Deploy kubernetes via ansible (on cloudstack servers) with logging (efk) & monitoring (prometheus) support
An even better setup with kargo (deploy to aws, azure, baremetal, and hot k8s migration) is available here --> https://github.com/gregbkr/kubernetes-kargo-logging-monitoring
- 1 master node running : k8s for container orchestration, it will pilot and gives work to the minions
- 2(or more) minion/slave/worker nodes : running the actual containers and doing the actual work
- Efk: we will send all k8s container logs to an elasticsearch DB, via fluentd, and visualize dashboards with kibana
- Prometheus will monitoring all this infra, with grafana dashbaord
- Heapster is an alternative for monitoring your k8s cluster
- K8s dashboard addon (not efk dashboard), where you can visualize k8s component in a GUI
- Service-loadbalancer (static haproxy): which is the public gateway to access your internal k8s services (kibana, grafana)
- Dynamic loadbalancer (traefik): an alternative to haproxy, quite powerful with its dynamic service discovery and auto certification
Prerequisit:
- Cloudstack cloud provider (ex: exoscale) / but you can deploy anywhere else with a bit of adaptation in ansible. Deploying logging and monitoring stay the same at the moment you have k8s running
- A vm (ubuntu) with ansible installed, where you will run recipes, and manage k8s with kubeclt
More info: you can find an overview of that setup on my blog: https://greg.satoshi.tech/
git clone https://github.com/gregbkr/kubernetes-ansible-logging-monitoring.git k8s && cd k8s
Kubeclt is your admin local client to pilot the k8s cluster. Please use the same version as server. You will be able to talk and pilot k8s with this tool.
curl -O https://storage.googleapis.com/kubernetes-release/release/v1.4.6/bin/linux/amd64/kubectl
chmod +x kubectl
mv kubectl /usr/local/bin/kubectl
Autocompletion
source <(kubectl completion bash)
kubeclt get nod +[TAB]
If issues, see troubleshooting section.
I will use the nice setup made by Seb: https://www.exoscale.ch/syslog/2016/05/09/kubernetes-ansible/ I just added few lines in file: ansible/roles/k8s/templates/k8s-node.j2 to be able to collect logs with fluentd (# In order to have logs in /var/log/containers to be pickup by fluentd Environment="RKT_OPTS=--volume dns,kind=host,source=/etc/resolv.conf --mount volume=dns,target=/etc/resolv.conf --volume var-log,kind=host,source=/var/log --mount volume=var-log,target=/var/log" )
nano ansible/k8s.yml <-- edit k8s version, num_node, ssh_key if you want to use your own
Next step will create firewall rules k8s, master and minion nodes, and install k8s components Run recipe:
ansible-playbook ansible/k8s.yml
watch kubectl get node <-- wait for the nodes to be up
kubectl get all --all-namespaces <-- should have no error here
kubectl apply -f logging <-- all deployment declarations and configurations are here
kubectl get all --all-namespaces <-- if you see elasticsearch container restarting, please restart all nodes one time only (setting vm.max_map_count, see troubleshooting section)

--------------------------------

● TO DO: Please return everything in the Kubernetes setup guide from "- Dynamic loadbalancer" down to "with this tool.", copied word for word. The items come from a separate source.

● ITEMS:
--------------------------------

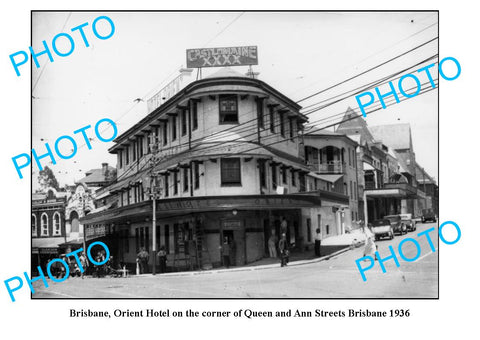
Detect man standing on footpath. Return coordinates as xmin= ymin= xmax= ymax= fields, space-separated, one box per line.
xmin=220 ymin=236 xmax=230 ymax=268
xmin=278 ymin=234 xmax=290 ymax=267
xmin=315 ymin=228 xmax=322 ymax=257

--------------------------------

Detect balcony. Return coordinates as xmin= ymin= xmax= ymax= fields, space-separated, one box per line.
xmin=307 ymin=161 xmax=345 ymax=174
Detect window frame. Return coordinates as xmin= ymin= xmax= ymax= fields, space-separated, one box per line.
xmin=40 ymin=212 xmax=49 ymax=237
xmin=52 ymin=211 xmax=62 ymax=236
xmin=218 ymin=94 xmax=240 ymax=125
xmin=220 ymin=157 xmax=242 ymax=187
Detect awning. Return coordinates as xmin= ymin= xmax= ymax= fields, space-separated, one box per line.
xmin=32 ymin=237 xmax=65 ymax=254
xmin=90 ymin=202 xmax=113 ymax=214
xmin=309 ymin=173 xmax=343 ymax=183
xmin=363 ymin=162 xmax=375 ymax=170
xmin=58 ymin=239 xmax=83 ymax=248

--------------------------------

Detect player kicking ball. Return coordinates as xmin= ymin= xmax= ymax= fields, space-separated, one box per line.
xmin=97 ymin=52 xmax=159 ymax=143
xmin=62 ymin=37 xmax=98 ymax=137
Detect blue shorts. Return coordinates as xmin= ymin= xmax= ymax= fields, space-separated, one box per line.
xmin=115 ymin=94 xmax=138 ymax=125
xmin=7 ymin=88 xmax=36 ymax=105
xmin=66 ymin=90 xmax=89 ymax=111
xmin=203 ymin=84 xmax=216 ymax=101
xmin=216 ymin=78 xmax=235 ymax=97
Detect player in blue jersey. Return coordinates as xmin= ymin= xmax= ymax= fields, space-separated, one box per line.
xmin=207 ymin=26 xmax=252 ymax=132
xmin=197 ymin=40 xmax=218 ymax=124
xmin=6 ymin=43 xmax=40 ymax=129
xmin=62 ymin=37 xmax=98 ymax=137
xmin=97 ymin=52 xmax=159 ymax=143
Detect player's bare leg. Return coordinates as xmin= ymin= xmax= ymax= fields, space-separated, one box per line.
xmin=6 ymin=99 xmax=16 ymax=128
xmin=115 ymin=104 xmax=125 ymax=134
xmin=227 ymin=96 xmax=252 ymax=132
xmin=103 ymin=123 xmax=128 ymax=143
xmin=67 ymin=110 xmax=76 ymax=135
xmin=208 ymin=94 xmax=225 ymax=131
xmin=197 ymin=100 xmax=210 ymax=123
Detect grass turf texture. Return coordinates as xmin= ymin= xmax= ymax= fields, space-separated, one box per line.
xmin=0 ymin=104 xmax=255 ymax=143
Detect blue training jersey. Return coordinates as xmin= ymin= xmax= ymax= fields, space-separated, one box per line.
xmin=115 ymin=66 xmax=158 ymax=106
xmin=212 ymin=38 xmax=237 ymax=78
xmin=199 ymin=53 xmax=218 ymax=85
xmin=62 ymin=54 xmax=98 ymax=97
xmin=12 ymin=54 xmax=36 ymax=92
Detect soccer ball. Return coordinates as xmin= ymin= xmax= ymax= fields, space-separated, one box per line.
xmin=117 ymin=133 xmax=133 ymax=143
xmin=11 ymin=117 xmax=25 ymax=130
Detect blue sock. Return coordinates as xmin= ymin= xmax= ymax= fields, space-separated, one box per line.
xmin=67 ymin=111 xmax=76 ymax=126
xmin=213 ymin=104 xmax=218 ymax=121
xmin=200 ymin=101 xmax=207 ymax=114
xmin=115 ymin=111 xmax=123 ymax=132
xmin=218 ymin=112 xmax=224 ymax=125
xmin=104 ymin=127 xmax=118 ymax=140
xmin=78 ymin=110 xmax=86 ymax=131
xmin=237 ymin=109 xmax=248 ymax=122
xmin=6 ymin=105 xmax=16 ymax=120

--------------------------------

● THE COMPLETED TASK:
- Dynamic loadbalancer (traefik): an alternative to haproxy, quite powerful with its dynamic service discovery and auto certification
Prerequisit:
- Cloudstack cloud provider (ex: exoscale) / but you can deploy anywhere else with a bit of adaptation in ansible. Deploying logging and monitoring stay the same at the moment you have k8s running
- A vm (ubuntu) with ansible installed, where you will run recipes, and manage k8s with kubeclt
More info: you can find an overview of that setup on my blog: https://greg.satoshi.tech/
git clone https://github.com/gregbkr/kubernetes-ansible-logging-monitoring.git k8s && cd k8s
Kubeclt is your admin local client to pilot the k8s cluster. Please use the same version as server. You will be able to talk and pilot k8s with this tool.